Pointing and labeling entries
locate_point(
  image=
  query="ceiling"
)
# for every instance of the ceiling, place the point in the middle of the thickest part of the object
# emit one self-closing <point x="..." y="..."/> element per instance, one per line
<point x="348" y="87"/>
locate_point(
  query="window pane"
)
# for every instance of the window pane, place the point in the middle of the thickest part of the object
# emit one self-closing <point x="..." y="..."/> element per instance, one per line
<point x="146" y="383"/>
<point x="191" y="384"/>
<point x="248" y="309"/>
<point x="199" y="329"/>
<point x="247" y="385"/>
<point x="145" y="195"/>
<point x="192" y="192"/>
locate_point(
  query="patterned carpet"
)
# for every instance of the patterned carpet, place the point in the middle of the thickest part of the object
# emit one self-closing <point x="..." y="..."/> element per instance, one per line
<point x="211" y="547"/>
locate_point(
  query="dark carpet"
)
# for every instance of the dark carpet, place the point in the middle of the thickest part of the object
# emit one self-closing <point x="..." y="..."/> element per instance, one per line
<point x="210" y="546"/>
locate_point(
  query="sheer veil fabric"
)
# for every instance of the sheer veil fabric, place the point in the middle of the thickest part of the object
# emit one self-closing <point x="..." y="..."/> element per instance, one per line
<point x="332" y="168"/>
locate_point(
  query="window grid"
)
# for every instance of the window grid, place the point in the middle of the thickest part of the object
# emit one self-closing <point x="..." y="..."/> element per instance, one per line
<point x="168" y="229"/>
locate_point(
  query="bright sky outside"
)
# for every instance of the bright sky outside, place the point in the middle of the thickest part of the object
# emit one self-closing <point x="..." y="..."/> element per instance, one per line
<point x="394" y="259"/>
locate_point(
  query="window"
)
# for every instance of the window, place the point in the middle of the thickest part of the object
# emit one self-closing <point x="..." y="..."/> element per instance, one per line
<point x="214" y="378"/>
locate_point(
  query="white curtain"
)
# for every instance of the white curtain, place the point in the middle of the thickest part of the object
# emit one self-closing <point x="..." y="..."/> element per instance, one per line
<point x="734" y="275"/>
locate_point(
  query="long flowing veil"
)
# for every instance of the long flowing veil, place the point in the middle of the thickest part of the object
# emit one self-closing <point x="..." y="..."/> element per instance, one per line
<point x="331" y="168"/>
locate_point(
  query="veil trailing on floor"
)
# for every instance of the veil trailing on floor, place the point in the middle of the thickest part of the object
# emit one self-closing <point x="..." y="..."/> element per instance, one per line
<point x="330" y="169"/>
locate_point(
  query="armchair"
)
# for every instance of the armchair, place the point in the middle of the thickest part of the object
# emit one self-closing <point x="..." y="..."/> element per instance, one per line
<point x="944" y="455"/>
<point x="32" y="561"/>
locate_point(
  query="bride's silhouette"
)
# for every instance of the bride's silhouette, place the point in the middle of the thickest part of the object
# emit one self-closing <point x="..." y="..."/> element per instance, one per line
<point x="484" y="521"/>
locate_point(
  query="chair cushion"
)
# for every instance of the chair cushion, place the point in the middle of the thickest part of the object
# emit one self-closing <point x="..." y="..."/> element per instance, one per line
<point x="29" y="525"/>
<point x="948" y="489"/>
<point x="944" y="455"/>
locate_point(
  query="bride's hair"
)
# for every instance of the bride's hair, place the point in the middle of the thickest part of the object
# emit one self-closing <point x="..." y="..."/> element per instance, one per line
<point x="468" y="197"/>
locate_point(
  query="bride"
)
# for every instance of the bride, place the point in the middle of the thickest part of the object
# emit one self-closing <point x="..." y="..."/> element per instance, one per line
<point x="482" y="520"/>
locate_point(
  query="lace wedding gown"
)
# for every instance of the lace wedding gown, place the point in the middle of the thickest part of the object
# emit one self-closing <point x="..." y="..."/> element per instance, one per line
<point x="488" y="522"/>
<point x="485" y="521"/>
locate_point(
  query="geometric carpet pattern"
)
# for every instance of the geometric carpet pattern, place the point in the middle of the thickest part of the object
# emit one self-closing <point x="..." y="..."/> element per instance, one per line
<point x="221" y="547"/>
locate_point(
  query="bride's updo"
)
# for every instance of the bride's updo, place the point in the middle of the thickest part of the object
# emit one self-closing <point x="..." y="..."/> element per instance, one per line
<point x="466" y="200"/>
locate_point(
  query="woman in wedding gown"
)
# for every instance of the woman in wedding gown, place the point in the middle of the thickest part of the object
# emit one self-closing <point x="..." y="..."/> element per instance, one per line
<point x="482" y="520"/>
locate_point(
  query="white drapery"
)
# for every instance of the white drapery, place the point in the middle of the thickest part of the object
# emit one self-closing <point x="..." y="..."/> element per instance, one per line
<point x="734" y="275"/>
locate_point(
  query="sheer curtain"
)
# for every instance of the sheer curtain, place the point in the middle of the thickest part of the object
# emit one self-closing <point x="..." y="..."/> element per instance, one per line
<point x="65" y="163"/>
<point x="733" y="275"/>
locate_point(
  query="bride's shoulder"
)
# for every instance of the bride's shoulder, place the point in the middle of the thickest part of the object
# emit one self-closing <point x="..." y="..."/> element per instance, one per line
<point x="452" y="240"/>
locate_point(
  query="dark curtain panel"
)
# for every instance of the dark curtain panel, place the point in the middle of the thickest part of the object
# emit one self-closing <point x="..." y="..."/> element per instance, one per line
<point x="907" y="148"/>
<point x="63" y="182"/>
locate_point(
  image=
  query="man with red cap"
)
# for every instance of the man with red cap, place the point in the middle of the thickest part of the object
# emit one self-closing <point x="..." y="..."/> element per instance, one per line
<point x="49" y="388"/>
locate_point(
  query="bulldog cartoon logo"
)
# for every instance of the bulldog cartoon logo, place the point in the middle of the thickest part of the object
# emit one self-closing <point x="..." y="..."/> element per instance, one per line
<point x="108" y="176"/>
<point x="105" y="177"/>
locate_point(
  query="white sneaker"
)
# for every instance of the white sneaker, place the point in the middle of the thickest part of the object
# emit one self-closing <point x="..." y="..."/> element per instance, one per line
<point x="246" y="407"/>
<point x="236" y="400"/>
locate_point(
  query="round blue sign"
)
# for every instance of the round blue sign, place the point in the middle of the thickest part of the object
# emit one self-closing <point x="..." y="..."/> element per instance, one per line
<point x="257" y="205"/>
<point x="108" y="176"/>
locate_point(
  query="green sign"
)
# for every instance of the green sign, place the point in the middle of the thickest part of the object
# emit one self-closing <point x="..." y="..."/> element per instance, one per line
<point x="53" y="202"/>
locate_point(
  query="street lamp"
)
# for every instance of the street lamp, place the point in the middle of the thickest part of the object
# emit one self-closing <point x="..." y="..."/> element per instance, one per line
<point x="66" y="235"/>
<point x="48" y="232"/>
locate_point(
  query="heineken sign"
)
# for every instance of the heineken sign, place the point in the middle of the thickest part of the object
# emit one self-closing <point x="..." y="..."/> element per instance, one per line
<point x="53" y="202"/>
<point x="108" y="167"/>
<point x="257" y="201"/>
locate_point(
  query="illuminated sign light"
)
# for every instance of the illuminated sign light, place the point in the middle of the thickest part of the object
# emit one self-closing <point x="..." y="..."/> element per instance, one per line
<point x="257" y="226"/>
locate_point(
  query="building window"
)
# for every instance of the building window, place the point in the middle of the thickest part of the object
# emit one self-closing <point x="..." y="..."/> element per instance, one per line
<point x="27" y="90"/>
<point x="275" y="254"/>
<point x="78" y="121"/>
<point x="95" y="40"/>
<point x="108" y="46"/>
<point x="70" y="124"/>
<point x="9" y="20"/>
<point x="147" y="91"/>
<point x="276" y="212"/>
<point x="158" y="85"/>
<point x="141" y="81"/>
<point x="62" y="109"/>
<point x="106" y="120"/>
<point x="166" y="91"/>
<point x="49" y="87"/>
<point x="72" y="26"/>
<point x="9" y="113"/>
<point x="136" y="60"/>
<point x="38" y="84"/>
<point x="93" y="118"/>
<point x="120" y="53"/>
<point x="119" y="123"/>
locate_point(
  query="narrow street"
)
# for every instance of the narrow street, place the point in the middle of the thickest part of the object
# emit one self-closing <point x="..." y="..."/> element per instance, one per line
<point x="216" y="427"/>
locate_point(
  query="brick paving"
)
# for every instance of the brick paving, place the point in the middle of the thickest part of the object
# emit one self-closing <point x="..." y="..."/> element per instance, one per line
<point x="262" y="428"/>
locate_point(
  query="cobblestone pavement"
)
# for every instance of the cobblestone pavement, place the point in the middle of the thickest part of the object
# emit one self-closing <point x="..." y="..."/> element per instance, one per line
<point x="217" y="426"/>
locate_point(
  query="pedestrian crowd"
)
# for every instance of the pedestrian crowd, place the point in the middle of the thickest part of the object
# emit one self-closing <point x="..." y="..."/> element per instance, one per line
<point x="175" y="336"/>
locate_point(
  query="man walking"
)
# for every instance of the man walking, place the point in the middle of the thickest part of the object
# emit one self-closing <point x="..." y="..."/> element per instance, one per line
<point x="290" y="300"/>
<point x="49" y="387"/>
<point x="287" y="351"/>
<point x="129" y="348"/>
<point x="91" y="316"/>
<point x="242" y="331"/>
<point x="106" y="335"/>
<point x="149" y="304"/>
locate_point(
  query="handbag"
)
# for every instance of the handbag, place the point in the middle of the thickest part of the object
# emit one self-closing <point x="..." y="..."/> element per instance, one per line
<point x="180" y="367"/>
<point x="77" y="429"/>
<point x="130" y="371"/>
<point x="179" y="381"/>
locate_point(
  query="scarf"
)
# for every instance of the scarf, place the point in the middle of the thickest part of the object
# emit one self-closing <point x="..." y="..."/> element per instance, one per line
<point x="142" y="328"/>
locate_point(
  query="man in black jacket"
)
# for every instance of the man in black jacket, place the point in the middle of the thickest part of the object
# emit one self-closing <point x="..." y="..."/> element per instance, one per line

### INSTRUCTION
Pull out every line of the rows above that contains the string "cartoon", treating uppercase and lowercase as different.

### ANSWER TO THE EXERCISE
  query="bulldog cartoon logo"
# for every instance of the bulldog cartoon logo, place the point in the middle of the thickest part of the object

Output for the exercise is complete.